*ARTICLE*:
___
« J'ai toujours su que je deviendrais un travailleur humanitaire »
Le HCR compte près de 11 000 employés, dont 87 pour cent travaillent sur le terrain. Faites connaissance avec Adem Shaqiri, un employé du HCR sur le terrain, qui travaille au Yémen.
Adem Shaqiri (à droite) et son collègue Gavin White (à gauche) lors d'une campagne sur la solidarité avec les réfugiés, au camp de réfugiés de Zaatari, juin 2016.
© HCR/ Mohammad Hawari
Nom: Adem Shaqiri, 41 ans, originaire de l'ex-République yougoslave de Macédoine.
Titre du poste: Employé sur le terrain au Yémen, chargé d’assurer la protection et de fournir une assistance aux déplacés internes, dans six gouvernorats.
Nombre d’années au HCR: 10 ans. Adem a travaillé au Darfour occidental / Soudan, en Libye, au Liban, en Jordanie et au siège à Genève, en Suisse.
Pourquoi êtes-vous devenu un travailleur humanitaire?
Je suis originaire de l'ex-République yougoslave de Macédoine. Pendant le conflit au Kosovo, j'ai été témoin de ce que veut dire être déplacé ou réfugié. Il y avait des bus arrivant dans mon village les uns après les autres, tous les jours, et ce pendant des semaines. Ils acheminaient des femmes, des enfants et des personnes âgées qui n’avaient pu emporter que quelques sacs de vêtements réunis en hâte avant de fuir le Kosovo. Beaucoup d’habitants du village, mes amis et moi, nous avons distribué de la nourriture et de l'eau à l’arrivée des bus. L’idée de devenir un travailleur humanitaire m’est venue à ce moment-là, lorsque vous donnez quelque chose à une personne qui en a désespérément besoin. Vous voyez la satisfaction sur son visage. Depuis, j'ai toujours su que je deviendrais un travailleur humanitaire.
Le plus gratifiant / stimulant dans votre travail?
Il y a trois mois, je suis allé à Mokha. Nous venions en aide aux personnes déplacées qui vivent en plein air, sous les arbres et dans la chaleur. Vous pouviez voir les visages de ces personnes lorsqu'elles reçoivent de l'aide, même si c'est seulement un matelas et une bâche en plastique, car elles sont totalement démunies. Mais le défi est que l’aide n'est jamais suffisante. Le nombre de personnes dans le besoin est trop élevé. Il y a plus de deux millions de déplacés. Le plus difficile, c’est que vous ne pouvez pas tous les aider. Quand il y a deux familles dans le besoin, il faut choisir celle qui est la plus vulnérable.
Quelle a été votre meilleure journée de travail?
___
*DONNÉES À TRAITER*:
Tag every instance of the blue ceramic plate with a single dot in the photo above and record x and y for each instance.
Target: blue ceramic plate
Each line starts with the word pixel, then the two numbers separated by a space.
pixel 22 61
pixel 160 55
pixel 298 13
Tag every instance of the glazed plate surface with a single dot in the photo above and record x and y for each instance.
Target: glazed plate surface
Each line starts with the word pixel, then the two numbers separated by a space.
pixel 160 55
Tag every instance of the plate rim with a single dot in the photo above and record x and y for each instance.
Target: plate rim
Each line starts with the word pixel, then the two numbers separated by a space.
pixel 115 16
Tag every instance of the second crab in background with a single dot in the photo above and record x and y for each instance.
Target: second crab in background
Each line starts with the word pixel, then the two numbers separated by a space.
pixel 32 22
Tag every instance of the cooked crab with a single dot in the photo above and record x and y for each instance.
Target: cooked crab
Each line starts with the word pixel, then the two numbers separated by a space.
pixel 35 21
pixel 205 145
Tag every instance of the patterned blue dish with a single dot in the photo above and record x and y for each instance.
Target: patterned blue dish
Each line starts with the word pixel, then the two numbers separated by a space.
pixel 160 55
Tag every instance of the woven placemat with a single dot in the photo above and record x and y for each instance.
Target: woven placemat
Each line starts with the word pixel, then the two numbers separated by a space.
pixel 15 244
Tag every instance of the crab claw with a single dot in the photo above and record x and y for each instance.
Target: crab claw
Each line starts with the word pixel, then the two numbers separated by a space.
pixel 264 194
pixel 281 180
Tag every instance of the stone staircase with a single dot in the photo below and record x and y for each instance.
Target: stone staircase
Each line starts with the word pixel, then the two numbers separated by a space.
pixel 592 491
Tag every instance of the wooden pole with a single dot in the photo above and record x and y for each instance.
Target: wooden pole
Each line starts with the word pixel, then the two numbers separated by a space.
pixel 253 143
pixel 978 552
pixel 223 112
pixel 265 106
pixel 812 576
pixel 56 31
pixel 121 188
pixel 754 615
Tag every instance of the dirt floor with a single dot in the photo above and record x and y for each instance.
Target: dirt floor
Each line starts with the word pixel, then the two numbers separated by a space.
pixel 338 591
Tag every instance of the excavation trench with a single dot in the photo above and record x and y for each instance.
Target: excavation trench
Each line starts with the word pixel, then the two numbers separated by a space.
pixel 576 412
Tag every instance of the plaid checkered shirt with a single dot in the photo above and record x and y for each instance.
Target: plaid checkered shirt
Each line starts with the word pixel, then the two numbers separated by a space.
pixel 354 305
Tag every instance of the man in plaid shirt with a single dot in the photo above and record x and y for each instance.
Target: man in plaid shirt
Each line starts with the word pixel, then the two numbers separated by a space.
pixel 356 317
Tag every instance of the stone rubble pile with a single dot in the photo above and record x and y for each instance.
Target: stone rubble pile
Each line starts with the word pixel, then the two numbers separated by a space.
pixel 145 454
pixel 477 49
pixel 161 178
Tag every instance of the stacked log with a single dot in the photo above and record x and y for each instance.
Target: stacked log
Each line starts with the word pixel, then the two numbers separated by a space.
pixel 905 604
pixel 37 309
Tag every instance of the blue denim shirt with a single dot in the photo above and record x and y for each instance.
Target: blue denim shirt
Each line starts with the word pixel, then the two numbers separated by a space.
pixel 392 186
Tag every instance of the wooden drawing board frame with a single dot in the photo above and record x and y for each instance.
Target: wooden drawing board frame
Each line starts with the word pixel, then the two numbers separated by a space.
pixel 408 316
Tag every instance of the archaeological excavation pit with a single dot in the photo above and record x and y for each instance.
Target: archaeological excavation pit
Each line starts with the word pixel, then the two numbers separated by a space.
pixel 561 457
___
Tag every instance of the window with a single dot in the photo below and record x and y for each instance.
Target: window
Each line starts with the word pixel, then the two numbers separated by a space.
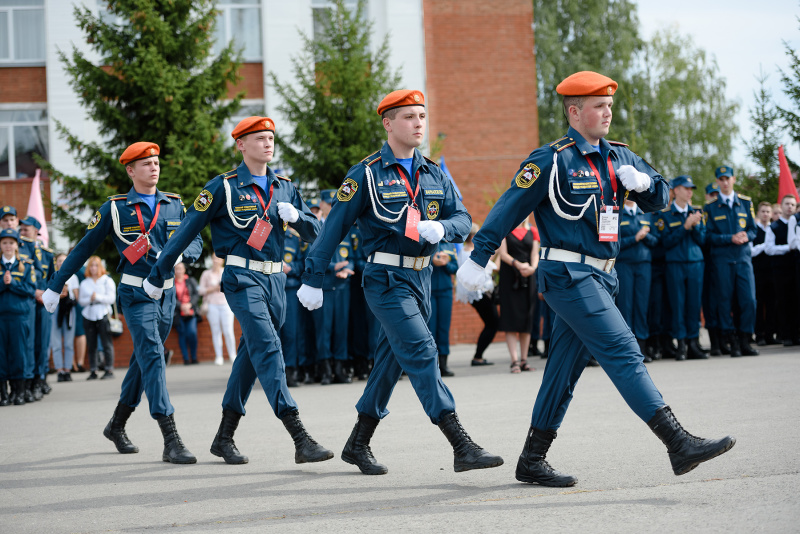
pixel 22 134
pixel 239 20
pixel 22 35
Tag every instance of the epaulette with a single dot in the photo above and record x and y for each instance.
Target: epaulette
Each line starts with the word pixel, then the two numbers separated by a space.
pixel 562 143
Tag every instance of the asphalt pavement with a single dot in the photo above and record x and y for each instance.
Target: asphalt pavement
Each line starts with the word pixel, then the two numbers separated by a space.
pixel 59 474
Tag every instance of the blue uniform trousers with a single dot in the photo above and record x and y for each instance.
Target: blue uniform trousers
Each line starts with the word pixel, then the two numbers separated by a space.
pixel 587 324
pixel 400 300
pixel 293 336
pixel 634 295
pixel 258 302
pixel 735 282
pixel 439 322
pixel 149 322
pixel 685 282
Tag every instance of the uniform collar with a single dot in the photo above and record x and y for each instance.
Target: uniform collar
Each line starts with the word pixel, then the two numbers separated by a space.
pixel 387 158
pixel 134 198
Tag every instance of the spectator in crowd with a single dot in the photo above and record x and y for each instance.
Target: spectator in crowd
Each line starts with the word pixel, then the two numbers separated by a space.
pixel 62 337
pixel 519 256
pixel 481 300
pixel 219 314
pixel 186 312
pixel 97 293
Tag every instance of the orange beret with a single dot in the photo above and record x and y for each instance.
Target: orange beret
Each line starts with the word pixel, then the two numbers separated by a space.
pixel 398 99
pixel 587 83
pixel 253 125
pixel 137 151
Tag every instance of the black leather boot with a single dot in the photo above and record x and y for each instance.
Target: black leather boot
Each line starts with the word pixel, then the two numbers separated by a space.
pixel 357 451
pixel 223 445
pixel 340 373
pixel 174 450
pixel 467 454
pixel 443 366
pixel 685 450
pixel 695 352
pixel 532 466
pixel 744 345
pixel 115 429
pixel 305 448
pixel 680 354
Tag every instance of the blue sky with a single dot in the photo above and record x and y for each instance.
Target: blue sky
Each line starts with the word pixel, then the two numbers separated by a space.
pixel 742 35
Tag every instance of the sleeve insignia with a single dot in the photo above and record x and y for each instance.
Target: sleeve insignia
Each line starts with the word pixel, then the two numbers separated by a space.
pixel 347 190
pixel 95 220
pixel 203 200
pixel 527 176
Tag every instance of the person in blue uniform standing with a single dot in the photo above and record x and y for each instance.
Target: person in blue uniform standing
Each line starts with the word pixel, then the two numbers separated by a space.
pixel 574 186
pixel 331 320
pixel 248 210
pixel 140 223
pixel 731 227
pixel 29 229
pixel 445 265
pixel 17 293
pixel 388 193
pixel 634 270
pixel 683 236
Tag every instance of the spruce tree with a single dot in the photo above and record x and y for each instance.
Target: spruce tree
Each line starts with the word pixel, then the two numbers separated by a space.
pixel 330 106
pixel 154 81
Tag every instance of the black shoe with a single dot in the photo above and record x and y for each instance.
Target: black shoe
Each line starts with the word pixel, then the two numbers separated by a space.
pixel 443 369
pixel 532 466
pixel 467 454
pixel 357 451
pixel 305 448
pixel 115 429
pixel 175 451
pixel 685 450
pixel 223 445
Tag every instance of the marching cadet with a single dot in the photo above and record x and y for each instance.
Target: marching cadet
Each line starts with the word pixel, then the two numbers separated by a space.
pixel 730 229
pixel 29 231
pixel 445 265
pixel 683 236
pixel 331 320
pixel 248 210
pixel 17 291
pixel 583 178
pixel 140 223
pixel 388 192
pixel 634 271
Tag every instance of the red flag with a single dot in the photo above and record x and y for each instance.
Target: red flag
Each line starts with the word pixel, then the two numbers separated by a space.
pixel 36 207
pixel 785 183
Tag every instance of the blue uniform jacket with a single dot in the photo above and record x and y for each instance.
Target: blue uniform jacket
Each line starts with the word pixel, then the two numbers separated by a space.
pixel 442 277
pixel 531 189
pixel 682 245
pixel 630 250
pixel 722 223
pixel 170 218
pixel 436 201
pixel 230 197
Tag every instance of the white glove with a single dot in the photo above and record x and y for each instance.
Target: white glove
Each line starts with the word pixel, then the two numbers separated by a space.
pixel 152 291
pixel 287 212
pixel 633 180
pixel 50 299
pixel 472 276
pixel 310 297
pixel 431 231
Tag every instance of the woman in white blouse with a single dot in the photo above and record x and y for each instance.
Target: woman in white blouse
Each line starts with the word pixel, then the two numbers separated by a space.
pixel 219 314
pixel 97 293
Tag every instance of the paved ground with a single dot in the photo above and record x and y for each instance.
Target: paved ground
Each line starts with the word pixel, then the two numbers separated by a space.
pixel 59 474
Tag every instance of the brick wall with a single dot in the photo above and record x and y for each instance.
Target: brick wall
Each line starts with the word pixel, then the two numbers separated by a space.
___
*EXERCICES*:
1/ Restituez sous forme de liste JSON de chaînes, une chaîne par ligne et sans les lignes vides, les lignes de données qui vont de celle contenant « Tag every instance of the sleeve » jusqu'à celle contenant « pixel 154 81 », ces deux lignes comprises.
2/ Rédigez la suite de l'entretien avec Adem Shaqiri, employé du HCR au Yémen.

*CORRIGÉ*:
1/
[
  "Tag every instance of the sleeve insignia with a single dot in the photo above and record x and y for each instance.",
  "Target: sleeve insignia",
  "Each line starts with the word pixel, then the two numbers separated by a space.",
  "pixel 347 190",
  "pixel 95 220",
  "pixel 203 200",
  "pixel 527 176",
  "Tag every instance of the person in blue uniform standing with a single dot in the photo above and record x and y for each instance.",
  "Target: person in blue uniform standing",
  "Each line starts with the word pixel, then the two numbers separated by a space.",
  "pixel 574 186",
  "pixel 331 320",
  "pixel 248 210",
  "pixel 140 223",
  "pixel 731 227",
  "pixel 29 229",
  "pixel 445 265",
  "pixel 17 293",
  "pixel 388 193",
  "pixel 634 270",
  "pixel 683 236",
  "Tag every instance of the spruce tree with a single dot in the photo above and record x and y for each instance.",
  "Target: spruce tree",
  "Each line starts with the word pixel, then the two numbers separated by a space.",
  "pixel 330 106",
  "pixel 154 81"
]

2/
En 2012, j'étais à Tobrouk, en Libye. Des réfugiés syriens affluaient à la frontière et j'étais là pour gérer les problèmes d'accès. Des représentants des autorités m'ont informé qu'il y avait 16 enfants non accompagnés, tous âgés de 12 à 16 ans. Ils étaient complètement seuls. Lorsque vous voyez des enfants en difficulté, vous le rapportez toujours à vos propres enfants. J’y suis très sensible. Nous avons réussi à acheminer tous ces enfants à Tripoli en quelques jours, puis nous les avons réunis avec leurs familles. C'était l'un des jours les plus heureux que j'ai vécu au HCR. Quand ils ont revu leurs proches, le bonheur pouvait se lire sur leurs visages.
Quelle a été votre pire journée de travail?
Ma pire journée s’est déroulée dans l'un de mes précédents lieux d'affectation. Des policiers avaient arrêté un jeune déplacé de 15 ans qui avait volé un mouton pour nourrir sa famille. Ils l'avaient battu si fort pendant trois ou quatre jours qu'il avait une hémorragie interne. Quand j'en ai entendu parler, il était à l'hôpital local. Je suis immédiatement allé avec des représentants des autorités locales pour essayer de le faire transporter vers un autre hôpital, dans la capitale, afin qu'il puisse recevoir un traitement approprié. Mais un policier a menacé les médecins et leur a ordonné de ne pas le libérer, même si le HCR avait payé le transport. Durant deux jours, j'ai fait tout mon possible pour qu’il quitte cet hôpital et, finalement, l'enfant est décédé à cause des hémorragies internes. S'il avait quitté cet hôpital, il serait aujourd’hui encore en vie. Je me souviens de cet enfant. Quand je parle de lui, je pleure. Mais ce sont des situations comme celle-ci qui vous poussent et vous rendent plus déterminé à faire votre travail.
Le HCR, l'Agence des Nations Unies pour les réfugiés, travaille dans 130 pays et vient en aide à des hommes, des femmes et des enfants déracinés par les guerres et les persécutions. Le siège est à Genève, mais la plupart de nos employés sont basés sur le terrain, pour aider les réfugiés. Ce profil est le premier d'une série sur des membres du personnel et leur travail.